#### [Given records]
———
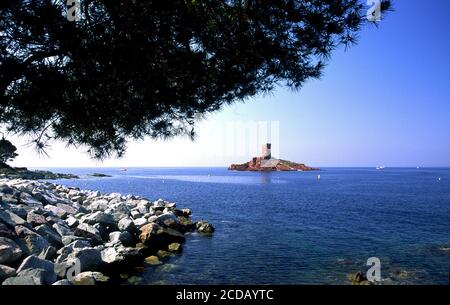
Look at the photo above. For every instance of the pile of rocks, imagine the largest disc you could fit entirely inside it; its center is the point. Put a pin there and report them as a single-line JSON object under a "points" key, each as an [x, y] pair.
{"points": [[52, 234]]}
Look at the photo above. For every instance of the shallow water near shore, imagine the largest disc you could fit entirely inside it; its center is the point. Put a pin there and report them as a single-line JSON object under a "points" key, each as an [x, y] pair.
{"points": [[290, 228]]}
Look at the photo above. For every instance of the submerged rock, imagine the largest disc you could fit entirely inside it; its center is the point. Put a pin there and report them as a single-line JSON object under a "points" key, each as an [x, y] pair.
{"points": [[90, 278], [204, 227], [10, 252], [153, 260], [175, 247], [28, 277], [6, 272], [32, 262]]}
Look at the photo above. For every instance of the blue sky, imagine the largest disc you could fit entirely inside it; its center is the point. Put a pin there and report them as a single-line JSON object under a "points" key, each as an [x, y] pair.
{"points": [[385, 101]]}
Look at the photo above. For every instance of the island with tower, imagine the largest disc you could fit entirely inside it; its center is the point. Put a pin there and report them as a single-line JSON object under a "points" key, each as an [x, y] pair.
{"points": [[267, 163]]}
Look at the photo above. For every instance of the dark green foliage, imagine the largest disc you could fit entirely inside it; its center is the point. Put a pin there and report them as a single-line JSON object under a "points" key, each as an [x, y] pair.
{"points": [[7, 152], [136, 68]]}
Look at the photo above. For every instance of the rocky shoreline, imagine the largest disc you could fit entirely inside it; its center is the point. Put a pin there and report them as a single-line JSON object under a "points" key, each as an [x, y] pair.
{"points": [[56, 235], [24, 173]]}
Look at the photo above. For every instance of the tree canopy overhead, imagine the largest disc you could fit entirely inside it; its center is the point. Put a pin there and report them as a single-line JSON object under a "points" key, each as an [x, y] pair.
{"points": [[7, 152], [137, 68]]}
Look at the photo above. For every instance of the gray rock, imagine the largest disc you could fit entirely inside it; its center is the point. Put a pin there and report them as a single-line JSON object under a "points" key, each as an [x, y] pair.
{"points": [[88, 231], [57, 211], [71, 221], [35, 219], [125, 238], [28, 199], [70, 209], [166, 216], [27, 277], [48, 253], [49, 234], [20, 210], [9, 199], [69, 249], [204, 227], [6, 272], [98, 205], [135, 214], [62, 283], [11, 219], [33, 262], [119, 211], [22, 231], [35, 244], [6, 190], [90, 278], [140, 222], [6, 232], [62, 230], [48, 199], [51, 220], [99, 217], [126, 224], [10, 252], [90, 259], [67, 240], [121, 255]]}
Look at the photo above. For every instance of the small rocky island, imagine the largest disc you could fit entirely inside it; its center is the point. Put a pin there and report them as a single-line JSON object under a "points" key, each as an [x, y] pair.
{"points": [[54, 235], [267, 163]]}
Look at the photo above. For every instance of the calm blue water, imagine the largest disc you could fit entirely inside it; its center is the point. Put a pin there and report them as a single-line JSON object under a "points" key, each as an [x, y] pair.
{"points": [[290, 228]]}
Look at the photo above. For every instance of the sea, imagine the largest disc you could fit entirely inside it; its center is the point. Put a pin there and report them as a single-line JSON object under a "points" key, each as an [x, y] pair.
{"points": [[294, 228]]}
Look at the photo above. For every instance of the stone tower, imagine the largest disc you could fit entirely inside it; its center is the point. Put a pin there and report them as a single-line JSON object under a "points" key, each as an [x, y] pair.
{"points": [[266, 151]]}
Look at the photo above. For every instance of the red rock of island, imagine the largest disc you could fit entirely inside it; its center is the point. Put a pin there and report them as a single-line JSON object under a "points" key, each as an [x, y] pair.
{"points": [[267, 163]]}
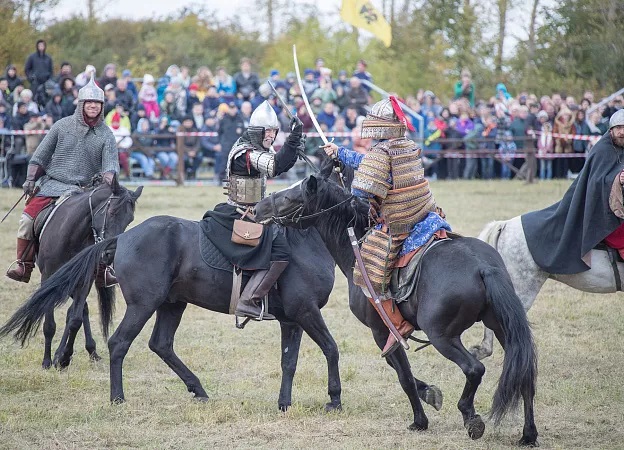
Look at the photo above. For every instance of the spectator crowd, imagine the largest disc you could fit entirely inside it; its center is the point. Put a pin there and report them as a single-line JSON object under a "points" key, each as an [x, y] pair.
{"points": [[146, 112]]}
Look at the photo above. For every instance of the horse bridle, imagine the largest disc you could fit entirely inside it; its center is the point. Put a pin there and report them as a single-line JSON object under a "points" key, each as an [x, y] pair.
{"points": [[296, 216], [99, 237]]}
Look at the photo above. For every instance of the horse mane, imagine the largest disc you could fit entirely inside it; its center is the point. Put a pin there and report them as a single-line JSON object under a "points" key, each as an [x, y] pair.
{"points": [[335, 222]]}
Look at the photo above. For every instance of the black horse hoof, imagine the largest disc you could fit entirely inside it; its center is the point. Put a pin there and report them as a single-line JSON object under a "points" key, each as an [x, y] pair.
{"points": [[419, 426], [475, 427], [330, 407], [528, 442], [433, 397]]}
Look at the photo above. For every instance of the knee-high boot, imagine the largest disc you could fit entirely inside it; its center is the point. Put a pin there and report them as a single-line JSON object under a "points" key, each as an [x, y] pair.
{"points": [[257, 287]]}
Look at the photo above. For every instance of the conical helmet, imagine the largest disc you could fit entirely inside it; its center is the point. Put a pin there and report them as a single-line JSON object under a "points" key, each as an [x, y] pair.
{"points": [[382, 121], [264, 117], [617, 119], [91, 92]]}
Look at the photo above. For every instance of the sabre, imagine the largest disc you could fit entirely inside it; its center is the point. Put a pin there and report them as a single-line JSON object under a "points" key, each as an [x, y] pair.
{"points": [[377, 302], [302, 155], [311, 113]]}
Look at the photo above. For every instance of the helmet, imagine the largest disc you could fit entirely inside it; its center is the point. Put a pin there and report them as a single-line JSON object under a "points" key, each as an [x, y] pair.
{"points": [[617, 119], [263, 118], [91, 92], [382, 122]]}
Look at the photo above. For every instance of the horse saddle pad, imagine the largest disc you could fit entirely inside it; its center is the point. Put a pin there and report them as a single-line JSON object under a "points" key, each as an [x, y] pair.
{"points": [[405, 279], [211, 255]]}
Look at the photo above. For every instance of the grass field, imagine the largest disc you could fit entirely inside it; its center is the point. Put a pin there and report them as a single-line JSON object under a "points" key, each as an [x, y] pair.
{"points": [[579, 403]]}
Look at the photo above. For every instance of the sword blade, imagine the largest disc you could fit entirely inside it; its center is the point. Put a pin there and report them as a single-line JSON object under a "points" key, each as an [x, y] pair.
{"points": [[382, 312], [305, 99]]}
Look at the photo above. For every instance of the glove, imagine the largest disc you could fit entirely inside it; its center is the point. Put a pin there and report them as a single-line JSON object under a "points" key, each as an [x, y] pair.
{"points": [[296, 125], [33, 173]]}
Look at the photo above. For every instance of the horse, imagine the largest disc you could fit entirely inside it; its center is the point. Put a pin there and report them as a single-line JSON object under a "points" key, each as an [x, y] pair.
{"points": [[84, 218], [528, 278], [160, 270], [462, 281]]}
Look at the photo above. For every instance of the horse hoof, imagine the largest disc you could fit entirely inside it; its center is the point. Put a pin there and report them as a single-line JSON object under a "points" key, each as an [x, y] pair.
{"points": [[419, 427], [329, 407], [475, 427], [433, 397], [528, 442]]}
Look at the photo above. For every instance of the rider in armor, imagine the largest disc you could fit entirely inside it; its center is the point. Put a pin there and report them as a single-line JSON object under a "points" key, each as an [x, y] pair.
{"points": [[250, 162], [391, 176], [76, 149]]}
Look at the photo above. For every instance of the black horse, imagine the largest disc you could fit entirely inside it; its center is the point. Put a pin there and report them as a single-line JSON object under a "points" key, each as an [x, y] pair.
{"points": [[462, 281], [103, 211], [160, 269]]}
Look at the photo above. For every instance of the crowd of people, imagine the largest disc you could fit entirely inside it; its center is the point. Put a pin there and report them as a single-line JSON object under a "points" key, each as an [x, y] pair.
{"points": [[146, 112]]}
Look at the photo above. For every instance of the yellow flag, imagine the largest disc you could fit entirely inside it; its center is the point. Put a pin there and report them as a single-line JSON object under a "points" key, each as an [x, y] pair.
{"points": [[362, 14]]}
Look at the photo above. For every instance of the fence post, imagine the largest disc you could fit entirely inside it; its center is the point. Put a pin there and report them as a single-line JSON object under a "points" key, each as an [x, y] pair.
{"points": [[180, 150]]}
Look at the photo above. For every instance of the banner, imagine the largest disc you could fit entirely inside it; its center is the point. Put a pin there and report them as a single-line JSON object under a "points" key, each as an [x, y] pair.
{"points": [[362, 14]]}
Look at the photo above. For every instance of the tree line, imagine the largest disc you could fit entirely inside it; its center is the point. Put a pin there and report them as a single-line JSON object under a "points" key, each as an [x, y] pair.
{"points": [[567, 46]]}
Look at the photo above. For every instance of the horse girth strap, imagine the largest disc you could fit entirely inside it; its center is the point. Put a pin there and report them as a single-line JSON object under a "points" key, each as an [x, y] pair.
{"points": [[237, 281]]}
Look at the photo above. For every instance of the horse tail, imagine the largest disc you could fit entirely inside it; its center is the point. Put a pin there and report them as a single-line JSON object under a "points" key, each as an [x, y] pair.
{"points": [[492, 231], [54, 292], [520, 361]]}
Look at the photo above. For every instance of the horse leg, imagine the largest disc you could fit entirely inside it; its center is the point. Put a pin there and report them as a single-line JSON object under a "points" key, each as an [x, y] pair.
———
#### [What the task requires]
Write out exactly the lines of the entries above that run from the line containing "Look at the photo above. For every instance of the yellow" through the last line, including both.

#### [Task response]
Look at the photo above. For every instance of the yellow flag, imagine the largest disc you could fit entirely inside it; its center is the point. Put a pin there and report them as a single-line JSON object under a "points" key, each as an [x, y] pair.
{"points": [[362, 14]]}
Look at the photo above. For every instance of the fence post, imagine the largest disc you could fit entirely inside it; its center is the point. Put a pin there and report them as a single-line JSON object under a "points" key, each as an [x, y] pair.
{"points": [[180, 150]]}
Look at the photo above. For every instance of the banner, imagine the largest disc you could fit entirely inside it; its center is the point. Put a pin there and report them as a single-line JSON object under a "points" key, each as an [x, y] pair.
{"points": [[362, 14]]}
Look at the photo above. For every instance of the tree line, imagine the largest disc you could fit entirely inside it; its center is the point. Put a pin there and report them as a single-line JSON object under a "points" key, each as an [x, y] pair.
{"points": [[567, 46]]}
Look at the photo above. For every instance of the horse girth strap, imagine the largest disc you could fit entirely inside it; its center is the point. Put a pin there and report them as a single-line JSON object under a "points" key, each as an [x, y] pair.
{"points": [[237, 281]]}
Look at the photo above. For every instance of the horse tail, imagine the largest disc you could fit entirely inside it; its center is the point. Put a pin there and report them as a single-line JSON object under a "points" key, each as an [x, y] pair.
{"points": [[492, 231], [54, 292], [520, 361]]}
Look at the photo above. For every instance of the horse leg, imagine the largest disc you could fit entirely inside it; its center is the point. Put a pin there and report them as a single-line JSON object under a "points" key, each as an [x, y] pair.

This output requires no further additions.